Exercise:
Exact reproduction is required for all entries.

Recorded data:
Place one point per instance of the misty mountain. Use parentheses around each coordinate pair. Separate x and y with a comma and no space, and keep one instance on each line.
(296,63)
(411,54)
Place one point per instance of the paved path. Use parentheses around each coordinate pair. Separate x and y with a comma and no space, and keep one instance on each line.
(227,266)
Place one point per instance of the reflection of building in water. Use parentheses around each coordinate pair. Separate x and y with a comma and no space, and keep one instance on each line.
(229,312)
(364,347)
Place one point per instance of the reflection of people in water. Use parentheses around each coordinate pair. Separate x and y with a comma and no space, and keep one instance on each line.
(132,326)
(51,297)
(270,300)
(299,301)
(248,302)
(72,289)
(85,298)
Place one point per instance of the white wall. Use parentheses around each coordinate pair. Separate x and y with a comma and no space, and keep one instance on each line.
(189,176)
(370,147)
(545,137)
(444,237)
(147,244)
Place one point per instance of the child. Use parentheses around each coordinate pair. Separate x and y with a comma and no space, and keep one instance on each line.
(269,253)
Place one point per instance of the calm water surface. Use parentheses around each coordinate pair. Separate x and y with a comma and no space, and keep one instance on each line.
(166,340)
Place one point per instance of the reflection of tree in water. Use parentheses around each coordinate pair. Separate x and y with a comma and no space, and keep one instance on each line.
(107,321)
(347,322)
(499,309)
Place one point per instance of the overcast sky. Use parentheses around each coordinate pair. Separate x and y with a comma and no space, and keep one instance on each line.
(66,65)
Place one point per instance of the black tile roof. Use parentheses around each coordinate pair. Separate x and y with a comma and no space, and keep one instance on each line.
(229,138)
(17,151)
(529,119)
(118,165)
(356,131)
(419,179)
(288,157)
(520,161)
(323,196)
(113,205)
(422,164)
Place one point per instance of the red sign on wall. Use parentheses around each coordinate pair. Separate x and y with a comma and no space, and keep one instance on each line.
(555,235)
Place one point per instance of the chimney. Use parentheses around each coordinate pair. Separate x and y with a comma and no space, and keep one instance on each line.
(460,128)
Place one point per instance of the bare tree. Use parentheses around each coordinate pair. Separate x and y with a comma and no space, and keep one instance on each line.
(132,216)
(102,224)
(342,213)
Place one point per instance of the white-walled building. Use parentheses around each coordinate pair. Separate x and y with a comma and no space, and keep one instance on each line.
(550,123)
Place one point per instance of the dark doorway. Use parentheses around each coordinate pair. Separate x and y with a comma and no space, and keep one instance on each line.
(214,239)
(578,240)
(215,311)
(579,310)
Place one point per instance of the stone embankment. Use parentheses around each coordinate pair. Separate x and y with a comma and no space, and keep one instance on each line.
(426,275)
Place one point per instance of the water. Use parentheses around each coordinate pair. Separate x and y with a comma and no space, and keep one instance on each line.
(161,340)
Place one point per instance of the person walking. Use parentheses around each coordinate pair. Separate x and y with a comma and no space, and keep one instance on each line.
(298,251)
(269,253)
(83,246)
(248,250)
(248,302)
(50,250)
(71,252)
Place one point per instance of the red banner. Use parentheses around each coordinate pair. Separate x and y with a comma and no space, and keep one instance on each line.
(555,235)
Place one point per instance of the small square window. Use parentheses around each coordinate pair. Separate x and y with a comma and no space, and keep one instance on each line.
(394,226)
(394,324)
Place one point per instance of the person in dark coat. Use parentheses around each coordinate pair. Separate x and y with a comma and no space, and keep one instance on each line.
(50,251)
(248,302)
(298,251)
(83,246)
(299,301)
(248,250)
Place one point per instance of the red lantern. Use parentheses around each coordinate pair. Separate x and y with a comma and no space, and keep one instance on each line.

Task response:
Place one point per instance of the misty mountain. Use parentheses around each coordinate pair. Separate x and y with a comma and no space, and keep one instance on each line.
(296,63)
(411,54)
Place one point per instance of the paved path. Use parentheses around each coordinate pair. Separate x and y with a comma and no space, and keep one instance on each line.
(227,266)
Place one point per instance of the reflection of building in water. Use parentheses around each coordinate pair. Separate x and y with a comma and no space, and keep one instance on each line.
(229,312)
(364,347)
Place one point per instance of the reflection of people in water. Use parentheses around each coordinate pair. Separate x and y with a comma and no space, and keep one instance on each line.
(132,326)
(51,297)
(270,300)
(299,301)
(248,302)
(72,289)
(85,298)
Place one point per instance of the white wall. Use parentheses around each coordinate pair. Separate x and y with a comma and no space, and keep one instance on each line.
(189,176)
(370,147)
(545,137)
(444,237)
(147,244)
Place one point per instance of the child. Use parentheses around each coordinate pair. Separate x and y with a comma and no space, and keep one instance on each line.
(269,253)
Place one point per instance of the calm water surface. Use parentheses around each coordinate pair. Separate x and y with a comma and no space, and keep one instance on each line.
(166,340)
Place one point per instance of the reflection of tree in water. Use parentheses around each coordinate pair. Separate x and y with a comma and no space, and keep one instance on each line.
(107,321)
(347,322)
(499,309)
Place one point per instance of the overcast sky. Use parentheses around each coordinate pair. Separate x and y with a comma and no space, and keep one instance on each line.
(66,65)
Place one point per instance of the black tile roof. Use parentheses around each coordinate pair. Separate x and y with a comma and no space, and keep one instance on each line.
(229,138)
(17,151)
(529,119)
(118,165)
(356,131)
(419,179)
(288,157)
(520,161)
(323,196)
(113,205)
(422,164)
Place one point per instance of the red sign on wall. Use parentheses around each coordinate pair. Separate x and y with a comma and no space, and keep one instance on each line.
(555,235)
Place one point per instance of the chimney. Use parentheses around each coordinate pair. Separate x and y with a comma and no space, and keep one instance on each line.
(460,128)
Place one point per instance of the bare tree. Use parentheses around each coordinate pair. Separate x and y with a comma and no space, and keep one instance on each line.
(132,216)
(102,224)
(342,213)
Place one point per instance of the white-walled building. Use parentheses around each coordinate pair. Separate x and y with a comma and no space, and keep one instance on each line.
(550,123)
Place one point per instance of the dark doorway. Use parentheses around each coordinate pair. Separate x and y with a comma and no space, and keep one instance on each line.
(214,239)
(578,240)
(215,311)
(579,310)
Place one point per instance of the stone embankment. Use parentheses around each coordinate pair. Separate x and y with a comma and no space, and keep one instance on each line.
(426,275)
Place one point per instance of the water. Use parentheses around each coordinate pair. Separate x and y with a comma and no space, and keep one instance on each line.
(161,340)
Place one point per instance of the person walking. Use parentheses around each coordinate pair. Separate x and y with a comma and no space, and keep one instance on each line.
(298,251)
(269,253)
(83,246)
(248,250)
(248,302)
(50,250)
(71,252)
Place one point per instance of the red banner. Use parentheses around each coordinate pair. Separate x and y with a comma and no space, and keep one instance on each line.
(555,235)
Place one point per instance of the small square window. Use parentheses around each coordinate pair. Separate x and y with a comma and no space, and keep one instance on each line.
(394,226)
(394,324)
Place one point per instance of the person in dark coat. Use parentheses around each coordinate pair. Separate x and y with a comma and no space, and keep one instance on each line.
(50,251)
(248,302)
(298,251)
(83,246)
(299,301)
(248,250)
Place one point per instance of the red lantern. Use parentheses around each coordinate pair. Separate x and y with a comma and no space, and keep one instance on each line.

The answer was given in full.